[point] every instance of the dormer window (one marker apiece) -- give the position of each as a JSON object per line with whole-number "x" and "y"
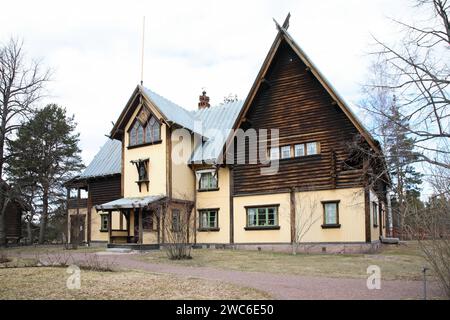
{"x": 208, "y": 181}
{"x": 145, "y": 130}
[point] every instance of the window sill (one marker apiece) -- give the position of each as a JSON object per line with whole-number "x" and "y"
{"x": 144, "y": 144}
{"x": 208, "y": 229}
{"x": 331, "y": 226}
{"x": 208, "y": 190}
{"x": 262, "y": 228}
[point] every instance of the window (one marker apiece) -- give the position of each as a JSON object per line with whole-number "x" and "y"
{"x": 208, "y": 181}
{"x": 375, "y": 214}
{"x": 312, "y": 148}
{"x": 274, "y": 153}
{"x": 331, "y": 214}
{"x": 147, "y": 220}
{"x": 209, "y": 219}
{"x": 299, "y": 150}
{"x": 286, "y": 152}
{"x": 148, "y": 133}
{"x": 262, "y": 217}
{"x": 104, "y": 222}
{"x": 176, "y": 223}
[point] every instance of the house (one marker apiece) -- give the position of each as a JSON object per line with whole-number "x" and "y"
{"x": 290, "y": 164}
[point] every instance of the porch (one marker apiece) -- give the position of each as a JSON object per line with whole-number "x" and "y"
{"x": 142, "y": 221}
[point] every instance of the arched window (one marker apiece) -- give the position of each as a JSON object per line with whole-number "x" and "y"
{"x": 140, "y": 133}
{"x": 134, "y": 133}
{"x": 149, "y": 133}
{"x": 155, "y": 129}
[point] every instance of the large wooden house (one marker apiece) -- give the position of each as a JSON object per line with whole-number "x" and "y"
{"x": 323, "y": 193}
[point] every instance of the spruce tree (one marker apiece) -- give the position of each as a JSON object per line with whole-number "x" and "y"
{"x": 43, "y": 156}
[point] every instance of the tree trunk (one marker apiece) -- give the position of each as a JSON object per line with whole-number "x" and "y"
{"x": 44, "y": 215}
{"x": 2, "y": 230}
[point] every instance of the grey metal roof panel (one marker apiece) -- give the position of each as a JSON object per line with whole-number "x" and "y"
{"x": 216, "y": 125}
{"x": 171, "y": 110}
{"x": 106, "y": 162}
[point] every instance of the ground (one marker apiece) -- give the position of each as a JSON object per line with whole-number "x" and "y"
{"x": 223, "y": 274}
{"x": 50, "y": 283}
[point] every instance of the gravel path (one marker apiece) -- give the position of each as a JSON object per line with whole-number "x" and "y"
{"x": 288, "y": 286}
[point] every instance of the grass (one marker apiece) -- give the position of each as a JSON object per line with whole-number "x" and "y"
{"x": 50, "y": 283}
{"x": 403, "y": 262}
{"x": 48, "y": 249}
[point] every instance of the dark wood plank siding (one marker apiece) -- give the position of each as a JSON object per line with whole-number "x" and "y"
{"x": 105, "y": 190}
{"x": 294, "y": 102}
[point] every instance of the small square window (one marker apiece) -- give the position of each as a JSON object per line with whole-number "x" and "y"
{"x": 312, "y": 148}
{"x": 208, "y": 181}
{"x": 331, "y": 214}
{"x": 286, "y": 152}
{"x": 208, "y": 219}
{"x": 299, "y": 150}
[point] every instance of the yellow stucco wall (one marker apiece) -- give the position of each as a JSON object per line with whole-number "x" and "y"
{"x": 216, "y": 199}
{"x": 267, "y": 236}
{"x": 309, "y": 216}
{"x": 157, "y": 165}
{"x": 374, "y": 232}
{"x": 183, "y": 176}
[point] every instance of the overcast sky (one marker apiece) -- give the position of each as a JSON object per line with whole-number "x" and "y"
{"x": 94, "y": 48}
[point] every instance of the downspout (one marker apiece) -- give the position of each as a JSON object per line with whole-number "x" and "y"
{"x": 390, "y": 221}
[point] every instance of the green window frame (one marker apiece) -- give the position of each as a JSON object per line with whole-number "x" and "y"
{"x": 208, "y": 181}
{"x": 104, "y": 222}
{"x": 331, "y": 214}
{"x": 209, "y": 219}
{"x": 262, "y": 217}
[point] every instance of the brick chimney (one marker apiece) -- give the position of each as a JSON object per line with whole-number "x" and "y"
{"x": 204, "y": 101}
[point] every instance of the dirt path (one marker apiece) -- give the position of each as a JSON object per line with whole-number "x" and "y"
{"x": 287, "y": 286}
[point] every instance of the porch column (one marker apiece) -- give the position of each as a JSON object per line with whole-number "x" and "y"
{"x": 140, "y": 226}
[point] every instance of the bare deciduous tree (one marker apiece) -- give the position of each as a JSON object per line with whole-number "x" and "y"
{"x": 420, "y": 65}
{"x": 21, "y": 85}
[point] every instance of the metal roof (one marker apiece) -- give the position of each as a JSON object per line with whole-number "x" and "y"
{"x": 129, "y": 203}
{"x": 170, "y": 110}
{"x": 107, "y": 161}
{"x": 216, "y": 122}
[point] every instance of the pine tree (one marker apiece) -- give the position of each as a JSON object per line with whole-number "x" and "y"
{"x": 44, "y": 155}
{"x": 400, "y": 156}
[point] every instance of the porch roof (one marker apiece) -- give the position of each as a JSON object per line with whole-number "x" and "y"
{"x": 129, "y": 203}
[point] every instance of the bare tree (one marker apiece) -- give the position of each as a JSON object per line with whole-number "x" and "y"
{"x": 306, "y": 216}
{"x": 21, "y": 85}
{"x": 178, "y": 228}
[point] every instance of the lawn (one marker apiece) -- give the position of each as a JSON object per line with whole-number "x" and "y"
{"x": 50, "y": 283}
{"x": 403, "y": 262}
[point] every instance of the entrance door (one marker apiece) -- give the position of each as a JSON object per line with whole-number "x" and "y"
{"x": 77, "y": 227}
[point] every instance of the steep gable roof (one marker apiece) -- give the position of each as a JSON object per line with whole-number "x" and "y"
{"x": 108, "y": 161}
{"x": 283, "y": 35}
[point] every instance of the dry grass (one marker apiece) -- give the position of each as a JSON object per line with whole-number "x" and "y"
{"x": 49, "y": 249}
{"x": 396, "y": 262}
{"x": 50, "y": 283}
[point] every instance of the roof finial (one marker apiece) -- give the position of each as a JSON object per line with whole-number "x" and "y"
{"x": 142, "y": 53}
{"x": 286, "y": 21}
{"x": 285, "y": 24}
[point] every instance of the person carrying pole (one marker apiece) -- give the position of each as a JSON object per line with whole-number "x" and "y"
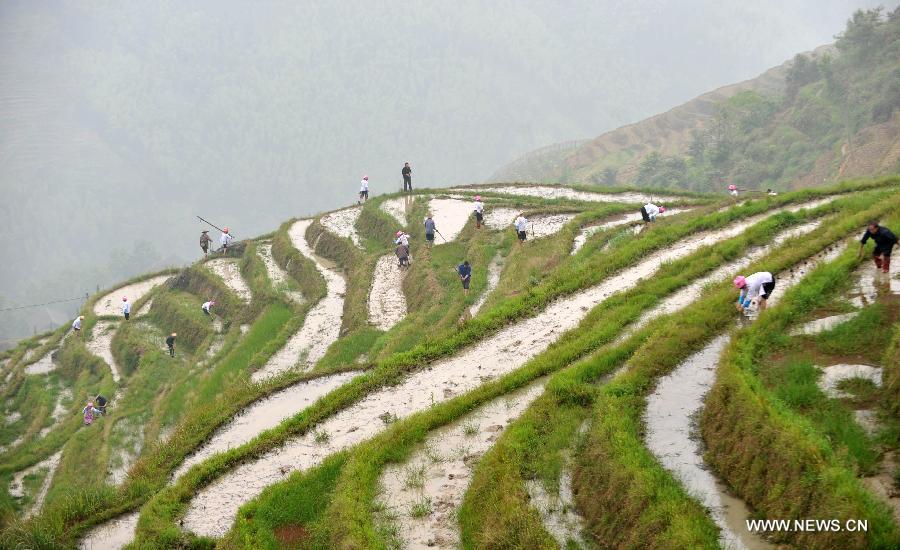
{"x": 884, "y": 244}
{"x": 465, "y": 275}
{"x": 170, "y": 343}
{"x": 479, "y": 211}
{"x": 205, "y": 241}
{"x": 407, "y": 177}
{"x": 430, "y": 229}
{"x": 649, "y": 211}
{"x": 76, "y": 325}
{"x": 521, "y": 225}
{"x": 225, "y": 240}
{"x": 363, "y": 190}
{"x": 759, "y": 285}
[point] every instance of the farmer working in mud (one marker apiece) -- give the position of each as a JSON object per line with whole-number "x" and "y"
{"x": 205, "y": 241}
{"x": 521, "y": 225}
{"x": 649, "y": 211}
{"x": 430, "y": 228}
{"x": 170, "y": 343}
{"x": 465, "y": 275}
{"x": 407, "y": 177}
{"x": 479, "y": 211}
{"x": 759, "y": 285}
{"x": 225, "y": 239}
{"x": 884, "y": 244}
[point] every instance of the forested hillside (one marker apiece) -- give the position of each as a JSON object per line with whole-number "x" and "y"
{"x": 823, "y": 116}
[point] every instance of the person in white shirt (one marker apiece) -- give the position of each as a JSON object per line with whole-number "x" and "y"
{"x": 76, "y": 325}
{"x": 521, "y": 224}
{"x": 649, "y": 211}
{"x": 479, "y": 211}
{"x": 759, "y": 285}
{"x": 363, "y": 190}
{"x": 225, "y": 239}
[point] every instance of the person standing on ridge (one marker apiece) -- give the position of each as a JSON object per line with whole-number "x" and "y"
{"x": 430, "y": 228}
{"x": 649, "y": 211}
{"x": 407, "y": 177}
{"x": 884, "y": 244}
{"x": 479, "y": 211}
{"x": 363, "y": 190}
{"x": 205, "y": 241}
{"x": 521, "y": 225}
{"x": 465, "y": 275}
{"x": 170, "y": 342}
{"x": 76, "y": 325}
{"x": 225, "y": 239}
{"x": 759, "y": 285}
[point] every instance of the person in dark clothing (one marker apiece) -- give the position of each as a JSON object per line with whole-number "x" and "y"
{"x": 101, "y": 403}
{"x": 465, "y": 275}
{"x": 407, "y": 177}
{"x": 170, "y": 341}
{"x": 884, "y": 244}
{"x": 205, "y": 242}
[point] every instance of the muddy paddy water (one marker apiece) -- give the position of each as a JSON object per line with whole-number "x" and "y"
{"x": 230, "y": 273}
{"x": 100, "y": 344}
{"x": 277, "y": 276}
{"x": 673, "y": 435}
{"x": 495, "y": 268}
{"x": 213, "y": 509}
{"x": 450, "y": 216}
{"x": 387, "y": 303}
{"x": 423, "y": 494}
{"x": 263, "y": 415}
{"x": 323, "y": 322}
{"x": 111, "y": 304}
{"x": 343, "y": 223}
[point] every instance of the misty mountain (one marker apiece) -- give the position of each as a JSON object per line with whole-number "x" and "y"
{"x": 121, "y": 121}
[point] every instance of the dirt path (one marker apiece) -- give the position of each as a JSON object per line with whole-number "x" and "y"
{"x": 111, "y": 304}
{"x": 111, "y": 535}
{"x": 17, "y": 486}
{"x": 450, "y": 216}
{"x": 100, "y": 344}
{"x": 213, "y": 509}
{"x": 343, "y": 223}
{"x": 387, "y": 303}
{"x": 323, "y": 322}
{"x": 424, "y": 494}
{"x": 277, "y": 276}
{"x": 230, "y": 273}
{"x": 555, "y": 192}
{"x": 263, "y": 415}
{"x": 495, "y": 268}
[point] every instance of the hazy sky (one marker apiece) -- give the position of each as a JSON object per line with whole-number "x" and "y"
{"x": 122, "y": 120}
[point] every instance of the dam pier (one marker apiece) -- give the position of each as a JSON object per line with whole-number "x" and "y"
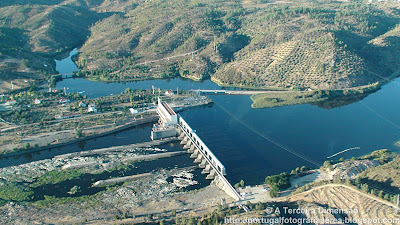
{"x": 171, "y": 124}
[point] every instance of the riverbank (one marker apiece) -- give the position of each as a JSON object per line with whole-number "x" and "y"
{"x": 272, "y": 99}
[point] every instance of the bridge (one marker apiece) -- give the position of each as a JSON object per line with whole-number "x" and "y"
{"x": 235, "y": 92}
{"x": 171, "y": 124}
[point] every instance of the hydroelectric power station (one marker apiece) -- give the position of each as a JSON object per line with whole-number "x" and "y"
{"x": 171, "y": 124}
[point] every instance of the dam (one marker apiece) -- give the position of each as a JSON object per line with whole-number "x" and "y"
{"x": 171, "y": 124}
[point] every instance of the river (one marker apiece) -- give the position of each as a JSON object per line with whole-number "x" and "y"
{"x": 254, "y": 143}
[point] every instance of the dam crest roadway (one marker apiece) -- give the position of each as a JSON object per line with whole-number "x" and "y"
{"x": 171, "y": 124}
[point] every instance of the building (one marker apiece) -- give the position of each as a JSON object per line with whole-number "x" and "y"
{"x": 167, "y": 124}
{"x": 82, "y": 104}
{"x": 133, "y": 111}
{"x": 92, "y": 108}
{"x": 169, "y": 93}
{"x": 65, "y": 115}
{"x": 167, "y": 115}
{"x": 11, "y": 102}
{"x": 63, "y": 100}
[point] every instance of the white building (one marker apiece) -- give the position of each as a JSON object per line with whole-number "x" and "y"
{"x": 167, "y": 115}
{"x": 81, "y": 104}
{"x": 92, "y": 108}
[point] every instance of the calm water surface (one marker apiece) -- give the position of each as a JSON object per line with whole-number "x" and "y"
{"x": 254, "y": 143}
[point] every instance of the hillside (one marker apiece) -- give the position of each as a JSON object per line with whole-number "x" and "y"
{"x": 258, "y": 44}
{"x": 34, "y": 32}
{"x": 359, "y": 205}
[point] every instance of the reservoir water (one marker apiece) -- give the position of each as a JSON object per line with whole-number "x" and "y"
{"x": 254, "y": 143}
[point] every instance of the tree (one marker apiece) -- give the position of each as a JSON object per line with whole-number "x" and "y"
{"x": 78, "y": 133}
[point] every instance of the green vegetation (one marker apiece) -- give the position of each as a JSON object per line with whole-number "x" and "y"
{"x": 14, "y": 192}
{"x": 326, "y": 46}
{"x": 317, "y": 97}
{"x": 269, "y": 100}
{"x": 382, "y": 181}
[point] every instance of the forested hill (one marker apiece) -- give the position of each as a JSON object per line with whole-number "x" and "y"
{"x": 250, "y": 43}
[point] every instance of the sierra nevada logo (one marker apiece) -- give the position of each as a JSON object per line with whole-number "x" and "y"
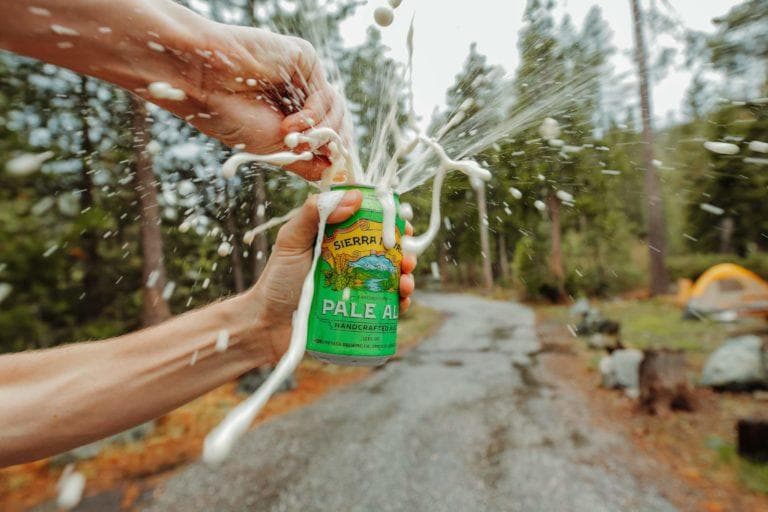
{"x": 355, "y": 258}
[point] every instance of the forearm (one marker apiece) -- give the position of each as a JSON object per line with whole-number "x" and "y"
{"x": 131, "y": 43}
{"x": 58, "y": 399}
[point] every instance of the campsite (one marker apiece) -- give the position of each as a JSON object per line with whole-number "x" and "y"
{"x": 390, "y": 255}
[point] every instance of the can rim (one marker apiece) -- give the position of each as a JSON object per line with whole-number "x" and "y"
{"x": 351, "y": 185}
{"x": 343, "y": 186}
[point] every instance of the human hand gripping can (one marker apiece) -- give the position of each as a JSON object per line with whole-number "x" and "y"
{"x": 355, "y": 308}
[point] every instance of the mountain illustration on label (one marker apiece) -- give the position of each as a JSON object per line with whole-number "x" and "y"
{"x": 374, "y": 262}
{"x": 355, "y": 258}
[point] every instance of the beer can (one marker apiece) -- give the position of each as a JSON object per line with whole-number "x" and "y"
{"x": 355, "y": 307}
-- -- --
__Given request__
Every line from the one holding "[point] every instance of the forearm" through the final line of the listing must be echoed exactly; leave out all other lines.

__Reply to the task__
[point] every instance of the forearm (one marker apiece) -- give the position of each as a JSON object per line with whole-number "x" and "y"
{"x": 131, "y": 43}
{"x": 58, "y": 399}
[point] every instance of the campsite (one marker apiece) -- give the position of each as a JSON object per line with whole-number "x" and "y"
{"x": 390, "y": 255}
[point] every instance of the can rim (one marker apiece) -- give the position of each as a JSON object per line with whole-number "x" and "y"
{"x": 351, "y": 185}
{"x": 343, "y": 186}
[point] every instance of the human hand gripping can (one marker apiece) -- give the position of each as a JSON object per line with whole-number "x" and "y"
{"x": 355, "y": 308}
[point] every instance of the mountain illustration on label (one marker apiece) -- give the position of each as a JSON object per line with whole-number "x" and "y"
{"x": 374, "y": 262}
{"x": 355, "y": 258}
[point] every instance of the beer can (one marker apiece) -- give the position of each as a JSON object per line with whole-number "x" and "y"
{"x": 355, "y": 307}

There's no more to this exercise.